Required tasks:
1 – Can you transcribe everything in the Adobe resignation agreement filing from "Pursuant to the" down to "plans and/or agreements."?
2 – Could you go on with the Adobe resignation agreement filing, picking up right after its last sentence?

Document segment:
□ □ □ □ □ □ □
On April 15, 2005, Adobe Systems Incorporated (the Company) entered into an Executive Resignation Agreement and General Release of Claims (the Resignation Agreement) with Jimmie E. Stephens, the Senior Vice President of Worldwide Sales and Field Operations.
Pursuant to the terms of the Resignation Agreement, effective as of March 31, 2005 (the Resignation Date), Mr. Stephens voluntarily resigned from any positions that he held as an officer of the Company and/or any of its subsidiaries. Mr. Stephens will continue to be employed by the Company through November 30, 2005 (the Termination Date), in order to provide transition assistance as requested by the Company. The Company will continue to provide Mr. Stephens the same base salary and employee benefits that he was receiving immediately prior to the Resignation Date. The terms of Mr. Stephens equity awards will not be modified in any way by the Resignation Agreement and will continue to be determined in accordance with the terms of the applicable equity award plans and/or agreements.
Effective as of the Termination Date, the Resignation Agreement provides for: (i) a lump sum severance payment of $714,000, less applicable withholdings; and (ii) COBRA health insurance coverage premium payments through the earlier of November 30, 2006 or the date on which Mr. Stephens first becomes eligible for other group health insurance coverage.
□ □ □ □ □ □ □
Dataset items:
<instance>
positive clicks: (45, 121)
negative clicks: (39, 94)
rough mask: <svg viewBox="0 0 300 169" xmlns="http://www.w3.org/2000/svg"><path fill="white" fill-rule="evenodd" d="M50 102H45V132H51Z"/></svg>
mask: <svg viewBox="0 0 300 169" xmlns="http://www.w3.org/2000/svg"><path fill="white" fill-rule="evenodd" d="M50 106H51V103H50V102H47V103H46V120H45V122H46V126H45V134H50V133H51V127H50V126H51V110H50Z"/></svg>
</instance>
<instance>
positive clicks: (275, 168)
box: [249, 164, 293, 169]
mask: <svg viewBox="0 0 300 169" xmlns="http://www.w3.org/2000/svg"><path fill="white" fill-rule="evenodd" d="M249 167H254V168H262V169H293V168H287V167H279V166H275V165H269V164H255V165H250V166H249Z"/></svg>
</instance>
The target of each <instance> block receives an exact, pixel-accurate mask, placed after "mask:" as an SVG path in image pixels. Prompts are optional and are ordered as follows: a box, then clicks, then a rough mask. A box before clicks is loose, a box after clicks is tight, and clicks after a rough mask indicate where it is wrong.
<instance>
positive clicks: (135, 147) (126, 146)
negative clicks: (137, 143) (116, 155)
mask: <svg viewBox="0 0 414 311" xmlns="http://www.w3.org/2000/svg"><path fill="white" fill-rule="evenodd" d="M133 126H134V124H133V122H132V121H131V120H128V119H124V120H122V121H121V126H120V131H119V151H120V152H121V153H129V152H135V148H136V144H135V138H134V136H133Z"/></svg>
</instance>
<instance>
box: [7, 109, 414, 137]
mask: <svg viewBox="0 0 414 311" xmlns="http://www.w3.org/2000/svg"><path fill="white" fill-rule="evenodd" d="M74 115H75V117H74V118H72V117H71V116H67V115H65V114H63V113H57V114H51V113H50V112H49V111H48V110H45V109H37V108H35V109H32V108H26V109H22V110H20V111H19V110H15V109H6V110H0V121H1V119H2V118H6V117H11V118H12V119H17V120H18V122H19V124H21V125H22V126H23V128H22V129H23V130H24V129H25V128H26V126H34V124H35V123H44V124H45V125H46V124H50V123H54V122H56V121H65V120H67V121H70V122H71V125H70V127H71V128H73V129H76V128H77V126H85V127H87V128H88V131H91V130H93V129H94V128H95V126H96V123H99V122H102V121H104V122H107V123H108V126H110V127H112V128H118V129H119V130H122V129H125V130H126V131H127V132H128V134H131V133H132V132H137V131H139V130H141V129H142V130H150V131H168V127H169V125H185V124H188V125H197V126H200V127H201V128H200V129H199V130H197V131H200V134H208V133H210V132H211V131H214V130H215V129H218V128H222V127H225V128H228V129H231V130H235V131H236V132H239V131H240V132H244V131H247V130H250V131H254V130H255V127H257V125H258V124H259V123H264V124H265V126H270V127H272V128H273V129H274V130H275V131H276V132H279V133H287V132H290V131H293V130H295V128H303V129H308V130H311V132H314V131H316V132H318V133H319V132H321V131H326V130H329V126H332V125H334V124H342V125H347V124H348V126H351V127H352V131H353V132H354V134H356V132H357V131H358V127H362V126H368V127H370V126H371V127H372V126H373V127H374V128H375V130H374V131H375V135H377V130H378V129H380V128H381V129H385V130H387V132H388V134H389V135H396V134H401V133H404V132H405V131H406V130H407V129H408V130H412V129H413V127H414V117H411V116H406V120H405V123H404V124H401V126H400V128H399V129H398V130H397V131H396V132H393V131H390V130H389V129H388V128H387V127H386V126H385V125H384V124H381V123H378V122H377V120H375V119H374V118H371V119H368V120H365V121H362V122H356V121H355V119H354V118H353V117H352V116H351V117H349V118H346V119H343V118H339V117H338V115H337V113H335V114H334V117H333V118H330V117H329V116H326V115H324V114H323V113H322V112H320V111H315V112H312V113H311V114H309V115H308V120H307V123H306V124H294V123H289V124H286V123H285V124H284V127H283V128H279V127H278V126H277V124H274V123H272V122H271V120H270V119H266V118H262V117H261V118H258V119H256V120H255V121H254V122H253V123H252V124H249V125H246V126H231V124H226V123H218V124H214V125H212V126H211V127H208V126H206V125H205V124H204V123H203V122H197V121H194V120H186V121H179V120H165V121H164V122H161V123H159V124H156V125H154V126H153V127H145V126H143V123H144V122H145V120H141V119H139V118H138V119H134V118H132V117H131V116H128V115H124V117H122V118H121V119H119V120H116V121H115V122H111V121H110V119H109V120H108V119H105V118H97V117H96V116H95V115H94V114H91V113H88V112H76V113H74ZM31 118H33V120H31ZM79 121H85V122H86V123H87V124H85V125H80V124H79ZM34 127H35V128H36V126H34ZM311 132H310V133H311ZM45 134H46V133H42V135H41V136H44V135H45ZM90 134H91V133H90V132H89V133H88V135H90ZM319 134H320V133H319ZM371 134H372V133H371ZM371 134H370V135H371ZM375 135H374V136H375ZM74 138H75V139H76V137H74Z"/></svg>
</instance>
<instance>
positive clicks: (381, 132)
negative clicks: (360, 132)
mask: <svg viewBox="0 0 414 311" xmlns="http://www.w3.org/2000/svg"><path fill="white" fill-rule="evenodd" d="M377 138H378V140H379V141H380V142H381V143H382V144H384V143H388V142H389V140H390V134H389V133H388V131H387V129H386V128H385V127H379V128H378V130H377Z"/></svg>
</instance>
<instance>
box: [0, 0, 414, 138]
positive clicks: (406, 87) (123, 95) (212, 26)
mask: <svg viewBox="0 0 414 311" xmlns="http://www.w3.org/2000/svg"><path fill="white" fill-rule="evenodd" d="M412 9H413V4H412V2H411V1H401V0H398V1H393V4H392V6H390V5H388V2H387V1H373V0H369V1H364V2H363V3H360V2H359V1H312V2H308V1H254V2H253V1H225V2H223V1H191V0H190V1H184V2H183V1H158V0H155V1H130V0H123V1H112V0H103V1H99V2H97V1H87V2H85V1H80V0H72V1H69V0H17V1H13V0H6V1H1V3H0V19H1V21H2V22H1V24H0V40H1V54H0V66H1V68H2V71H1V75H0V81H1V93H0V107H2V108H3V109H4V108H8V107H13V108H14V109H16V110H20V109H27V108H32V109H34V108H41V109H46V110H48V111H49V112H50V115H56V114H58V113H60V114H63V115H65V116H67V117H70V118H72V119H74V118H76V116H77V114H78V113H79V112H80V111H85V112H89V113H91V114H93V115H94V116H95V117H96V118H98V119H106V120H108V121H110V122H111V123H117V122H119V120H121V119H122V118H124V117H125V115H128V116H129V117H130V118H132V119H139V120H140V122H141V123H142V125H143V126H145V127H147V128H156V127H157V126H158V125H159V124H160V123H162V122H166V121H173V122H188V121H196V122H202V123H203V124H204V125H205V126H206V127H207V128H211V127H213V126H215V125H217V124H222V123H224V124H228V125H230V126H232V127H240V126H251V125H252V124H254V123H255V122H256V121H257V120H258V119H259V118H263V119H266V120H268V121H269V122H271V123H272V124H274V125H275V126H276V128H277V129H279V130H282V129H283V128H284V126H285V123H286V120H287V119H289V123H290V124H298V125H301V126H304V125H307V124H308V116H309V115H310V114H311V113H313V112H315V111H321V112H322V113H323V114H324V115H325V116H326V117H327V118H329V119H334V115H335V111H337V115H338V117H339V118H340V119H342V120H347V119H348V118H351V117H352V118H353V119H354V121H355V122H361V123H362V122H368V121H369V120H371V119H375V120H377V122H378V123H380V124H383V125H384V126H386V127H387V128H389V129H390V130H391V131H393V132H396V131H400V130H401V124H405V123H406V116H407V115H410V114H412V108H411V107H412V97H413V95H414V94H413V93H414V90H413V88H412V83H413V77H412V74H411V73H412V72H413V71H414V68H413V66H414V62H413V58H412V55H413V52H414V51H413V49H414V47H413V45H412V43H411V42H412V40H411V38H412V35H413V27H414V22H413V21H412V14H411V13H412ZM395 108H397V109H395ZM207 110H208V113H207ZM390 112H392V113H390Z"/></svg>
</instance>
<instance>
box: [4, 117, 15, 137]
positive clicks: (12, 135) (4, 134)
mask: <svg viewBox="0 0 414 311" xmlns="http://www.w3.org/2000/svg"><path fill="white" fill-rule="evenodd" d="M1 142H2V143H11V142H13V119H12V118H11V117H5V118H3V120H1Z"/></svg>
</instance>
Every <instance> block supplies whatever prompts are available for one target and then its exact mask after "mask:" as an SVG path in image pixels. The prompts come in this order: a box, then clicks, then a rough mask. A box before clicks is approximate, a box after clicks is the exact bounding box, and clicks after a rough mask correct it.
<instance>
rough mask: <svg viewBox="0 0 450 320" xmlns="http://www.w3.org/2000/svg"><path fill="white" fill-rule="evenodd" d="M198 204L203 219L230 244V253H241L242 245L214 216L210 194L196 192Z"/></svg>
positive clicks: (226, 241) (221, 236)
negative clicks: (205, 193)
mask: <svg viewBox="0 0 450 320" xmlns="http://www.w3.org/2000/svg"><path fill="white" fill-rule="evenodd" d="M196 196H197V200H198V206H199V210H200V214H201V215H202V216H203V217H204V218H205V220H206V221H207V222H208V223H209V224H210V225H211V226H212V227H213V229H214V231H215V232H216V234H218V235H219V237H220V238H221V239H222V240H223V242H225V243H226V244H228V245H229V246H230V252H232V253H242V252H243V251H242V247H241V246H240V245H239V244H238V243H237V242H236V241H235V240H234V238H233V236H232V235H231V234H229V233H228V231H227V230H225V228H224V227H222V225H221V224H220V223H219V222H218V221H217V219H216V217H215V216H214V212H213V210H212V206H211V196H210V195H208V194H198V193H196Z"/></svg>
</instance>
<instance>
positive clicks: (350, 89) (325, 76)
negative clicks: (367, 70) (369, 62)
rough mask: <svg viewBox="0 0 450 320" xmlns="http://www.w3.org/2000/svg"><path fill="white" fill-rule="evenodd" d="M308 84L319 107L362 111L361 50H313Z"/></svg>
□ □ □ □ □ □ □
Results for the exercise:
1 –
Pursuant to the terms of the Resignation Agreement, effective as of March 31, 2005 (the Resignation Date), Mr. Stephens voluntarily resigned from any positions that he held as an officer of the Company and/or any of its subsidiaries. Mr. Stephens will continue to be employed by the Company through November 30, 2005 (the Termination Date), in order to provide transition assistance as requested by the Company. The Company will continue to provide Mr. Stephens the same base salary and employee benefits that he was receiving immediately prior to the Resignation Date. The terms of Mr. Stephens equity awards will not be modified in any way by the Resignation Agreement and will continue to be determined in accordance with the terms of the applicable equity award plans and/or agreements.

2 –
The foregoing description of the Resignation Agreement is qualified in its entirety by reference to the Resignation Agreement, a copy of which is attached to this report as Exhibit 10.1.
On April 16, 2005, the Executive Compensation Committee adopted a resolution (the Resolution) that amends certain provisions of the Companys Executive Severance Plan in the Event of a Change of Control (the Retention Plan) in order to ensure that anyone at Vice President level or a more senior level is covered under its terms and conditions, provided that such individual does not also benefit from a separate individual retention and/or severance agreement.
The foregoing description of the amendment to the Retention Plan is qualified in its entirety by reference to the Resolution, a copy of which is attached to this report as Exhibit 10.2.
Section 9 Financial Statements and Exhibits
Item 9.01. Financial Statements and Exhibits.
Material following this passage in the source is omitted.